─── RECORDS FOR THE EXERCISE ───

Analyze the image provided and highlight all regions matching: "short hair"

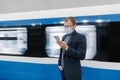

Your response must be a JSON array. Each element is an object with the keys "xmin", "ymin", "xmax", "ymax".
[{"xmin": 65, "ymin": 16, "xmax": 76, "ymax": 25}]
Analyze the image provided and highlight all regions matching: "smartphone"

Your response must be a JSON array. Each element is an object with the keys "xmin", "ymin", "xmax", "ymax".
[{"xmin": 54, "ymin": 36, "xmax": 60, "ymax": 41}]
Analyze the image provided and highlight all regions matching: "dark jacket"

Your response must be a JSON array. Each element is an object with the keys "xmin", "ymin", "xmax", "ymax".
[{"xmin": 58, "ymin": 31, "xmax": 86, "ymax": 80}]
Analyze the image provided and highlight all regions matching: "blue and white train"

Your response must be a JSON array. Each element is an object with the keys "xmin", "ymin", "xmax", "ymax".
[{"xmin": 0, "ymin": 4, "xmax": 120, "ymax": 80}]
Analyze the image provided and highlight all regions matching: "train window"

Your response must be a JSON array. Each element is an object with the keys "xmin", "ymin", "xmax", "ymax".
[{"xmin": 46, "ymin": 25, "xmax": 96, "ymax": 59}]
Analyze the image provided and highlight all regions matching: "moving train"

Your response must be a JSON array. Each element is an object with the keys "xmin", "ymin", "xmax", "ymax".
[{"xmin": 0, "ymin": 4, "xmax": 120, "ymax": 80}]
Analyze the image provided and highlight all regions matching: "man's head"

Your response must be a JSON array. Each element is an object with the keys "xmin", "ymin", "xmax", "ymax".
[{"xmin": 64, "ymin": 17, "xmax": 76, "ymax": 34}]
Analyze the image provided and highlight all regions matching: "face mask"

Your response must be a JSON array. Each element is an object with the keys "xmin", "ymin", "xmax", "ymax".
[{"xmin": 65, "ymin": 27, "xmax": 73, "ymax": 34}]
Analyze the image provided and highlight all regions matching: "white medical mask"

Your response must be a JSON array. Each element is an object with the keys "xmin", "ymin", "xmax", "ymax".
[{"xmin": 65, "ymin": 27, "xmax": 73, "ymax": 34}]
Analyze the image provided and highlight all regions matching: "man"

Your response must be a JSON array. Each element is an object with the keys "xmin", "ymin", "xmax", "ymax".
[{"xmin": 57, "ymin": 17, "xmax": 86, "ymax": 80}]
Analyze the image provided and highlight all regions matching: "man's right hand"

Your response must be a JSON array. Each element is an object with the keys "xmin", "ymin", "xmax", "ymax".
[{"xmin": 58, "ymin": 65, "xmax": 63, "ymax": 71}]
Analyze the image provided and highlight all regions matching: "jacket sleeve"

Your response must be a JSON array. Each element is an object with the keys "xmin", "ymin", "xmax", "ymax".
[{"xmin": 65, "ymin": 35, "xmax": 86, "ymax": 60}]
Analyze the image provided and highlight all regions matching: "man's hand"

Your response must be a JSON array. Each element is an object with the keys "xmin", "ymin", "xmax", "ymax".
[
  {"xmin": 57, "ymin": 41, "xmax": 68, "ymax": 49},
  {"xmin": 58, "ymin": 65, "xmax": 63, "ymax": 71}
]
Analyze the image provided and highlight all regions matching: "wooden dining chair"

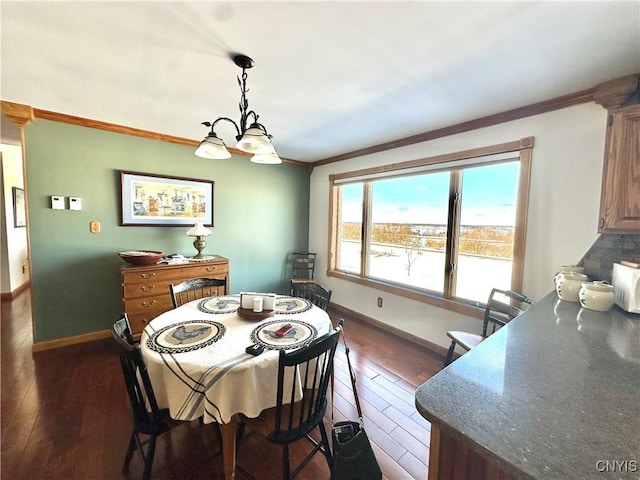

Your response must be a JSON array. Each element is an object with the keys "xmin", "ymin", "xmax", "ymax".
[
  {"xmin": 111, "ymin": 314, "xmax": 182, "ymax": 480},
  {"xmin": 443, "ymin": 288, "xmax": 534, "ymax": 367},
  {"xmin": 289, "ymin": 279, "xmax": 331, "ymax": 312},
  {"xmin": 111, "ymin": 313, "xmax": 222, "ymax": 480},
  {"xmin": 241, "ymin": 325, "xmax": 342, "ymax": 480},
  {"xmin": 170, "ymin": 277, "xmax": 228, "ymax": 308}
]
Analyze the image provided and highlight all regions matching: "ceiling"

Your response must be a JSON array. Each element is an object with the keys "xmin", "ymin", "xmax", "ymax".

───

## EXERCISE DETAILS
Count the lines in the rows above that contain the string "hand", treating uppercase and lowercase as different. Reply with the number only.

## WRITTEN RESPONSE
2